_WORK TO COMPLETE_
Tally the lines below that contain the word "mask", and reply with only that number.
## Start DATA TO USE
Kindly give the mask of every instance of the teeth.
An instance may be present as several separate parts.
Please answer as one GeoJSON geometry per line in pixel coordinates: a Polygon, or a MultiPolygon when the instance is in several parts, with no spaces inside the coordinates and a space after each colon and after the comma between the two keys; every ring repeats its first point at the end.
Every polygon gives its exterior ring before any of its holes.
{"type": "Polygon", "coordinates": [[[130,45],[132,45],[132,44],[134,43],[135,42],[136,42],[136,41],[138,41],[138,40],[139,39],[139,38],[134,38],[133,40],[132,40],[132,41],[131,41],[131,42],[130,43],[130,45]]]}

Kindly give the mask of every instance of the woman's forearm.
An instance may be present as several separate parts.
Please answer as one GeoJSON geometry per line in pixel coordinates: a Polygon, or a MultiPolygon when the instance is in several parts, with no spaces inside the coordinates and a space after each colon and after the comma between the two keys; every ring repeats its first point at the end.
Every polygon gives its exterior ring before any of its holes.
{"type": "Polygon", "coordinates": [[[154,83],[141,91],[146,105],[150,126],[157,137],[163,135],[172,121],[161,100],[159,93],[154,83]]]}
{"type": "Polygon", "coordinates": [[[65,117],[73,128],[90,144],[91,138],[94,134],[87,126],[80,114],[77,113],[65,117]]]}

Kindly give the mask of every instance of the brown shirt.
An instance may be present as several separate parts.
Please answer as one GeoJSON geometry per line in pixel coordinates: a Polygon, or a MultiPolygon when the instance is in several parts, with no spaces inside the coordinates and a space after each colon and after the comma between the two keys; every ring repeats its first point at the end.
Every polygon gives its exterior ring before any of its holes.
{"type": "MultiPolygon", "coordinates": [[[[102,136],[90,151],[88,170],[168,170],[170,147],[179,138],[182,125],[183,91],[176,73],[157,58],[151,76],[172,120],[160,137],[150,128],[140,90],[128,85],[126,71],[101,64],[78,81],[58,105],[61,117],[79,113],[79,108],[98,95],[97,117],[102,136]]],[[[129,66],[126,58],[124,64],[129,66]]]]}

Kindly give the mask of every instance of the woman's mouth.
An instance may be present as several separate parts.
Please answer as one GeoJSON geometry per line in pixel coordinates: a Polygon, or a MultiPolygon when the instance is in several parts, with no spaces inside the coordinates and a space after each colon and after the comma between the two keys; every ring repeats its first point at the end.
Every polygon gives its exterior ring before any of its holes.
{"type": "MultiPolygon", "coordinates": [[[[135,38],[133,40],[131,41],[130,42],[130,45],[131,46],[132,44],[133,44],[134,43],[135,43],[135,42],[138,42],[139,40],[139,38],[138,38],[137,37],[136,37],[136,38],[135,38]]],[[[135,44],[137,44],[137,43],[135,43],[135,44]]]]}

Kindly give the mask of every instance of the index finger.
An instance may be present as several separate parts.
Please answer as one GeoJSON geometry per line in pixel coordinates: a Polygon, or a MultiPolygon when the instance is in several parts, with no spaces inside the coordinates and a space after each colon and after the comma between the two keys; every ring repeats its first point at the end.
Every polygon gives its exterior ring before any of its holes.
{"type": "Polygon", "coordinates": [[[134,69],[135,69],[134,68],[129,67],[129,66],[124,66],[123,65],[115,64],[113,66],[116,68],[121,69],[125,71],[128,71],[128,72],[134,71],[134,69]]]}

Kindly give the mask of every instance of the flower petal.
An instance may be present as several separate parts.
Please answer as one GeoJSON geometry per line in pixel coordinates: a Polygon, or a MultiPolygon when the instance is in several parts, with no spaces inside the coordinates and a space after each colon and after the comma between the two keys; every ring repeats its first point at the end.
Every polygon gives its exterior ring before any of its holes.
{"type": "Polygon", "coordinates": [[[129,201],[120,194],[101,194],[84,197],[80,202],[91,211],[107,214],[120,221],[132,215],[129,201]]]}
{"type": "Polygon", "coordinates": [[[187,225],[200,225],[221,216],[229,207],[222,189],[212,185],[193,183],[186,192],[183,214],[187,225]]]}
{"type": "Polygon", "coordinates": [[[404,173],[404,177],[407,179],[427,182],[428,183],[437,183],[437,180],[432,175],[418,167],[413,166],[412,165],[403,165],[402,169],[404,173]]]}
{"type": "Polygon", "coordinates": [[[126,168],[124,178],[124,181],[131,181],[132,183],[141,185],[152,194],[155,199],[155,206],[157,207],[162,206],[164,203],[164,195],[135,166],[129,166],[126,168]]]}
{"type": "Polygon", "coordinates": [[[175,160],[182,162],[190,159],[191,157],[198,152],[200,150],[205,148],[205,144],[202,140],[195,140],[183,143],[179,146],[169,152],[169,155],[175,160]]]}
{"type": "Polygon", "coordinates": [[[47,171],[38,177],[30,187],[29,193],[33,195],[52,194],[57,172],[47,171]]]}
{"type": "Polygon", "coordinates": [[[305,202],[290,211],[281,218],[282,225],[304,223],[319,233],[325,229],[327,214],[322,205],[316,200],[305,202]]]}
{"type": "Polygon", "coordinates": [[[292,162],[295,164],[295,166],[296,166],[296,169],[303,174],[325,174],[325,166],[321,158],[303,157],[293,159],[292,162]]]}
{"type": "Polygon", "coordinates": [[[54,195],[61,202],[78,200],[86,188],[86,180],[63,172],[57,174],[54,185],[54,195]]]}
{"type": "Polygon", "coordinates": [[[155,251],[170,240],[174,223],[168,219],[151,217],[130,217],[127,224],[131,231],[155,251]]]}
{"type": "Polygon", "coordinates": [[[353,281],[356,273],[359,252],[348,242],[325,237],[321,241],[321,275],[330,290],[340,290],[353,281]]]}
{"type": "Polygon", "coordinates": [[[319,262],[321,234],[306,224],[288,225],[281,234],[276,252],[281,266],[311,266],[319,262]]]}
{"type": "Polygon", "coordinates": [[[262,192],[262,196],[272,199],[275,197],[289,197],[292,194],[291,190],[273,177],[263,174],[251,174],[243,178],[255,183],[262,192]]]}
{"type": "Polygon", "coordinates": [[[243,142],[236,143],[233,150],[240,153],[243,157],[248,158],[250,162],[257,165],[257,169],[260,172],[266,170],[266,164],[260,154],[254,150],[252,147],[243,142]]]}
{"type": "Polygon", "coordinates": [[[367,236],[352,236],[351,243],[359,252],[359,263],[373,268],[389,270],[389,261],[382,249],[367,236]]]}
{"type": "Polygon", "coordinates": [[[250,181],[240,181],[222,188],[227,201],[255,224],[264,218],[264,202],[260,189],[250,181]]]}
## End DATA TO USE
_TASK OUTPUT_
6